#### WHAT THE EXERCISE ASKS:
Throughout the entries below, report every line where "cabinet" is found.

#### SOURCE MATERIAL:
====================
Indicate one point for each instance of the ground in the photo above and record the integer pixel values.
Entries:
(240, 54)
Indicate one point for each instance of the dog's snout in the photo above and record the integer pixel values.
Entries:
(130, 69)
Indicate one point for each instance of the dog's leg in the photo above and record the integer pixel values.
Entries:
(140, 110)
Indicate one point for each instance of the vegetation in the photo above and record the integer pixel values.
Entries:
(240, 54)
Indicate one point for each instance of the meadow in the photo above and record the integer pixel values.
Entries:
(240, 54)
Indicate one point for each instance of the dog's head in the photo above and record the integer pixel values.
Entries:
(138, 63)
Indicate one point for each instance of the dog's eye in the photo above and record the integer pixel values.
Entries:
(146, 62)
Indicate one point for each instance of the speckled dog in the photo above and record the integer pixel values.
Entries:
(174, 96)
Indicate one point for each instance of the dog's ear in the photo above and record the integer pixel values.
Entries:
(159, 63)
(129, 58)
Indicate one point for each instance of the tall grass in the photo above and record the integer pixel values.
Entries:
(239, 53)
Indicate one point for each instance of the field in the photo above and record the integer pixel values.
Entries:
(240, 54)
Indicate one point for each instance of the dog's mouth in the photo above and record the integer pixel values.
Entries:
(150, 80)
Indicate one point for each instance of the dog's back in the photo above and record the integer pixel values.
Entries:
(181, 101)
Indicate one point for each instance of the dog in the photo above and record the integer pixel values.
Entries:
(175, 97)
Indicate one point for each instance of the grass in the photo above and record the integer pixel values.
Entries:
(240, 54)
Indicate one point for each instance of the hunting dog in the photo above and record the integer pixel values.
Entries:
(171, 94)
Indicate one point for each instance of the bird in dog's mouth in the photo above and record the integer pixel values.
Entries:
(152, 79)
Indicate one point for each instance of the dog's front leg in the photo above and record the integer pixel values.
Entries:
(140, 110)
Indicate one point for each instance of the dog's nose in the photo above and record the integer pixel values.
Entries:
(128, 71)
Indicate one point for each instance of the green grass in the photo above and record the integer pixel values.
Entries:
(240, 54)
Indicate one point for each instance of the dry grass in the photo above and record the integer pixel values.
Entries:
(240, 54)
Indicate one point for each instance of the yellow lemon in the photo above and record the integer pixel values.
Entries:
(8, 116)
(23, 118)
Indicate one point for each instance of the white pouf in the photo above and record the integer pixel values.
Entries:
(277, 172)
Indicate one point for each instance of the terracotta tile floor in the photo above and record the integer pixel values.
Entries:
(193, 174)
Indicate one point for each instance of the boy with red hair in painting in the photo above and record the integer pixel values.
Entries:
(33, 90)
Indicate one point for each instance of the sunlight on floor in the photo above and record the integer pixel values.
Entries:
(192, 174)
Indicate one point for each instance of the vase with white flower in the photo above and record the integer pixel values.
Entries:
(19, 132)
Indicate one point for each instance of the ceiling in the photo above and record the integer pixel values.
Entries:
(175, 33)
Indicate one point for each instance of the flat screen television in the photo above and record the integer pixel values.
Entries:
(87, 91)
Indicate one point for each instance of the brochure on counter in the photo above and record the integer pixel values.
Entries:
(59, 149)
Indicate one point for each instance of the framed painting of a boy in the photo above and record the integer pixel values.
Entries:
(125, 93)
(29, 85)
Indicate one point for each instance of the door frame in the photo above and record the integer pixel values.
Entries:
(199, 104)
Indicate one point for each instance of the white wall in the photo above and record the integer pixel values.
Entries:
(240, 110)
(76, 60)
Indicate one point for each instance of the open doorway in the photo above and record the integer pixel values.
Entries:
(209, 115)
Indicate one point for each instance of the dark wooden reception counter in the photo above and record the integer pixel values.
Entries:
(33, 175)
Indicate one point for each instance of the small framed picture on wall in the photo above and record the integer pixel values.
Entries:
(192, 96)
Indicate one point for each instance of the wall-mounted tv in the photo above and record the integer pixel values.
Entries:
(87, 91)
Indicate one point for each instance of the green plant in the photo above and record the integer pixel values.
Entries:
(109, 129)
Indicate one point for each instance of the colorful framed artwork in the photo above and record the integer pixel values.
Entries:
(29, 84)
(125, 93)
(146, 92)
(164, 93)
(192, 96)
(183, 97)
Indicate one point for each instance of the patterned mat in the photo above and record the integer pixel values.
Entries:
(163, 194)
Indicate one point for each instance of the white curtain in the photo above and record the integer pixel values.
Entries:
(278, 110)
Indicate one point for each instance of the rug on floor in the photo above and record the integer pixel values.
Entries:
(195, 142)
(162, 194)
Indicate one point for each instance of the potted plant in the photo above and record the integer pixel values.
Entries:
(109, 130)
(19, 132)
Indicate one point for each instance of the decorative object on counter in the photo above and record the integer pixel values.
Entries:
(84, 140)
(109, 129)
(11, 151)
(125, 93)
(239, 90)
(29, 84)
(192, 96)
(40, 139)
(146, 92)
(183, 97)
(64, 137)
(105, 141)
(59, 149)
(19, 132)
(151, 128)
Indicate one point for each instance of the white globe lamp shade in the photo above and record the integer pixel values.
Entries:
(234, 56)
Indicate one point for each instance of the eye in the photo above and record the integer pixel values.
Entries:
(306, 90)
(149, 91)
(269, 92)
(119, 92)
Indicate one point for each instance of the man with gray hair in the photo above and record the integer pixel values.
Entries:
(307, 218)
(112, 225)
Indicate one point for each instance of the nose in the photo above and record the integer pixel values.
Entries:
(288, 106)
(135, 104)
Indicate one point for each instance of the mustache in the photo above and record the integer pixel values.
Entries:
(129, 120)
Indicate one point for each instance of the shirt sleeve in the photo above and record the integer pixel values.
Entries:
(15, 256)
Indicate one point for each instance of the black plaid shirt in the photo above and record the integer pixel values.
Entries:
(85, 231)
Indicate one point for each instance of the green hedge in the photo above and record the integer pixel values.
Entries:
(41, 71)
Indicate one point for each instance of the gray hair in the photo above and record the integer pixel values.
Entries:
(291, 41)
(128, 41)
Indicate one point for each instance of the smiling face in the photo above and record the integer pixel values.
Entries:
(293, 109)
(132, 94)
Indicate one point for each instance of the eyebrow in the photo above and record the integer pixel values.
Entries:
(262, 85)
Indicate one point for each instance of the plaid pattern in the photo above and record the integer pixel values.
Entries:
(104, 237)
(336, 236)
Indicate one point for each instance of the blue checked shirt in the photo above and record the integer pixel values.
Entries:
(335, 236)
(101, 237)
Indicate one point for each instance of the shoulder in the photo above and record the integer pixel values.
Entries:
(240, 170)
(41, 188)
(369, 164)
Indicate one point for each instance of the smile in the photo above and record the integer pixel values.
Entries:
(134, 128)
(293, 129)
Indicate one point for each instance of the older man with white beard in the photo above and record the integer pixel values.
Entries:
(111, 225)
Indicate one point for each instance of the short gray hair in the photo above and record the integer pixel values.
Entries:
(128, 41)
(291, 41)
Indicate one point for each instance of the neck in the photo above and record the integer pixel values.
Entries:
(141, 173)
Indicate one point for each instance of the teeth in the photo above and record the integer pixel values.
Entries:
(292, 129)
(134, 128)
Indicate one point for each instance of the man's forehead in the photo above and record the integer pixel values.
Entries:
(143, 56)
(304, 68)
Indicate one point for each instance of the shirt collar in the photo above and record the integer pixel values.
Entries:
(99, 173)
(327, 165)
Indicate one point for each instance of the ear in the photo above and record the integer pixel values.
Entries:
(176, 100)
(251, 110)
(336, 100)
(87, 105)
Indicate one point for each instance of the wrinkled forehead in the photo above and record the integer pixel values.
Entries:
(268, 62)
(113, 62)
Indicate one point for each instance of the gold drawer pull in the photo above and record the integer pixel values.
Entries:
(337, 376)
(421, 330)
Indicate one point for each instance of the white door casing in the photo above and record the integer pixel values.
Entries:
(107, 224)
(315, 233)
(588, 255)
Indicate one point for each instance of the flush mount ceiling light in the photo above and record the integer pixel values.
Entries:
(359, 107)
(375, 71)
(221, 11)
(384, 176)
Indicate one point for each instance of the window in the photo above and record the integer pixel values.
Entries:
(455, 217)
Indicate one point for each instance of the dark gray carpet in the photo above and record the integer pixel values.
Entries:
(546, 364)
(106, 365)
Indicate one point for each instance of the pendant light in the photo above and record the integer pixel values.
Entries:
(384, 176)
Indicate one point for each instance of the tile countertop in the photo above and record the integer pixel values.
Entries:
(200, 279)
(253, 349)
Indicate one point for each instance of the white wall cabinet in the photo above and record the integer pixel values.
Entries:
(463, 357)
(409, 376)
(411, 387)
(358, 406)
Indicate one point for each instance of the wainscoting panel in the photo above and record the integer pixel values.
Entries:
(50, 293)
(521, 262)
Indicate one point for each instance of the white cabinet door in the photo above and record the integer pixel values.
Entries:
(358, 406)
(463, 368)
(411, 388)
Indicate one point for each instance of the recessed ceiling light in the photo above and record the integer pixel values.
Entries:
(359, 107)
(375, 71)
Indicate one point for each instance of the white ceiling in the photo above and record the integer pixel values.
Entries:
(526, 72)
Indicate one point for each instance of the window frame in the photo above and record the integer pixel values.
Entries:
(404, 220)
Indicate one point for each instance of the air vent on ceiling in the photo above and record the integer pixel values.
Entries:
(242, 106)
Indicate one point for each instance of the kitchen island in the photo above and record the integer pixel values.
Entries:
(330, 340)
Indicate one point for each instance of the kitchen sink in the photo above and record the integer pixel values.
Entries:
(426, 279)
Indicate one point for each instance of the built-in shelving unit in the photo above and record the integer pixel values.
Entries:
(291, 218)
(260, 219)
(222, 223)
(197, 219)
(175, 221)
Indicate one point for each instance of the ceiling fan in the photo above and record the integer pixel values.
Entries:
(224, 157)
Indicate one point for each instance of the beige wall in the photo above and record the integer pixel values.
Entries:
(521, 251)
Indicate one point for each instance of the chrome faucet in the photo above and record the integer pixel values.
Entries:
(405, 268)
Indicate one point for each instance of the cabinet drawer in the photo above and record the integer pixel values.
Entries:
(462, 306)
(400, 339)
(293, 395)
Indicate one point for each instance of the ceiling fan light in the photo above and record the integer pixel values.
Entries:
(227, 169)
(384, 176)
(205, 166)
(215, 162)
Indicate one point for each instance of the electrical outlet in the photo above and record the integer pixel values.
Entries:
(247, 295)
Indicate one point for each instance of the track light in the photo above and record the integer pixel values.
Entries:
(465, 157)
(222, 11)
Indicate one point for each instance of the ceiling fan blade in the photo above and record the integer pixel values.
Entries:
====================
#### COMPLETED EXERCISE:
Indicate one point for each instance of the white wall cabinet in the photo above and record the integer pixel values.
Indicate one point for each instance of the white cabinet door in the photo above and record the integer pixel values.
Indicate one point for each instance of the cabinet drawer in the photo above and record the integer pixel values.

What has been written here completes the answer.